Objective – Please pick up the Benares passage below from its final sentence and keep writing it.

Text provided –
┄┄┄┄┄┄┄┄┄┄
The third piece, “The Borneo Butterfly,” is a short fantasy tale written after a visit to the great island shared by Malaysia and Indonesia. I have always enjoyed the adventure stories of the Victorian era as well as that era’s optimistic excitement about science and expeditions to remote places, the powerful and often romantic urge to discover and understand. It’s a completely different kind of writing than the two essays which appear before it.

 

The following article was originally published in Miracles Magazine, Number Four, January 1993

 

Benares, The Teacher

 

After the impossible density of Calcutta, Benares seems light, even festive. There is more air for a start, and the city is blessed with relatively few motor vehicles. The teeming so characteristic of Indian cities begins only as the traffic funnels into the warrens of the old town, toward the sacred river. Jamming the lanes, ringing their bells incessantly, bicycle-rickshaws dominate the flow. In Calcutta, not for an instant would I have felt safe being pedaled or pushed through the clashing din. Here, in Benares, I gladly surrendered to the daily parade: the ringing, jingling, rattling rickshaws dodging and streaming out of the wider streets of the cantonment into the lanes of the old city, where they all moved bunched up and clogged together slowly like blood corpuscles through a pinched artery, everyone pressing toward the river, the Ganges, to Ganga, stream of redemption, aorta of Hinduism. Great Ganga, great drain, life-giver to the vast plain, taker-away of dust, subtle daughter of symbol-makers, sad sister of widows, mother of the radiant and the blind.
┄┄┄┄┄┄┄┄┄┄
A series of records:
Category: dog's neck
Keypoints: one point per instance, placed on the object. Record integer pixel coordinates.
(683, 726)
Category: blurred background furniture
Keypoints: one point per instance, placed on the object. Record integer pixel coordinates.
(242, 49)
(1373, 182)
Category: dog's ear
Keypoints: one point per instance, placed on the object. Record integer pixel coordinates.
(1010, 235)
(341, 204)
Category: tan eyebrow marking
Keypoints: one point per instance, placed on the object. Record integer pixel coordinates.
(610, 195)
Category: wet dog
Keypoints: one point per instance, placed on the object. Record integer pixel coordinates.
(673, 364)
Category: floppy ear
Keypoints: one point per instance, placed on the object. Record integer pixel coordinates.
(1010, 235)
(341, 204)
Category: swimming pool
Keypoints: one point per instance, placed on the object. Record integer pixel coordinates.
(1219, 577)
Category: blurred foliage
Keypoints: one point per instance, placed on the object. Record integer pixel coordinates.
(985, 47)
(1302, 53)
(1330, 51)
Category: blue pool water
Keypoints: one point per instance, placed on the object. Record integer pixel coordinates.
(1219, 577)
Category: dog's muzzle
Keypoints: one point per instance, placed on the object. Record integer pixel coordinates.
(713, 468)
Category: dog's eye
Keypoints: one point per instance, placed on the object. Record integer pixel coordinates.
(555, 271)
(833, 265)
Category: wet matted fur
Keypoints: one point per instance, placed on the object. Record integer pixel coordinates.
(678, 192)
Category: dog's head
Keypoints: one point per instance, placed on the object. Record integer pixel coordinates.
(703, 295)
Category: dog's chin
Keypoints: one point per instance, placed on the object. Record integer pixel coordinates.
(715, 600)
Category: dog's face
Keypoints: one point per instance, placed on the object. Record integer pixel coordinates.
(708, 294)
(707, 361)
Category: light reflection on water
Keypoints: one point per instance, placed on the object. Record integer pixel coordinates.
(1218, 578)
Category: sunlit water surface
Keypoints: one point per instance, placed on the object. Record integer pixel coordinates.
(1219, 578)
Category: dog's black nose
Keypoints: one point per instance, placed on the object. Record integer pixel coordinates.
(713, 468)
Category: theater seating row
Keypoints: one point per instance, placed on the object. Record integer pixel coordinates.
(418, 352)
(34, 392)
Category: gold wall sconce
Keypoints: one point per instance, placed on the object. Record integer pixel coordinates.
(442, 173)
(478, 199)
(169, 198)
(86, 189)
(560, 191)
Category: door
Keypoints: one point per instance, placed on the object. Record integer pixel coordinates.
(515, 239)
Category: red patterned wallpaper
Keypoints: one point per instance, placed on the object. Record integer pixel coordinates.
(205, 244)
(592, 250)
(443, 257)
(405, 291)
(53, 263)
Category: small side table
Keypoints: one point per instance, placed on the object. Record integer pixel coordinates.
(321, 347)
┄┄┄┄┄┄┄┄┄┄
Result for this exercise –
They float candles on the river at dawn, they give it marigolds, they raise cups of it to the sun, they submerge in it, squat by it, release into it, gargle with it, recite scriptures, stretch, whack cricket balls, and huff in heaving wrestlers’ exer­cises along its banks; they beg by it, wail and sing and drum and shave their heads on its steps; they come to it in the twilight to dream; they disappear into it.

“Where are you from?” came a voice on a ghat one early afternoon. We had been traveling in Asia for almost a year and that common question – where are you from? – we had heard hundreds of times. Sometimes, especially when we were tired, we tried to ignore it, feigning no understanding of the English language.

“Where are you from?” This questioner, an old and small saddhu with long gray hair and beard, was persistent. He was not going to allow us to stare placidly at the horizon.

“Hello! I say, where are you from?”

“Far away,” was my drowsy reply.

“That is obvious,” quipped the saddhu, “but from where exactly?”

When I finally told him, Truth being then established between us, he drew closer and surveyed me with amused directness. He had lots to say. His name was Shankar Baba, a Bengali in his early sixties from Dacca, in Bangladesh. For twenty-seven years he had been a renunciate.

“I am a ‘bramachari’. Do you know what that is?” He glanced at F., my wife, and giggled, and with an emphatic finger tapped each defining word on my arm. “No Sex Act.”

“You have a difficult life,” I replied.

“Oh, Baba,” (he addressed me as ‘Baba’ in every other sentence) “you are very right. It is a difficult life, but not for the reasons you may be thinking. It is difficult because I have very little to eat.”

We offered him bananas which he declined. Fruit usually made his stomach funny. “I eat only rice and dal, a little rice, a little dal, Baba; they are sattvic foods, pure foods, the best for the spirit. This is the thinking of yoga. Rajasic and tamasic foods make trouble. Do you know what the prob­lem is with Muslims?”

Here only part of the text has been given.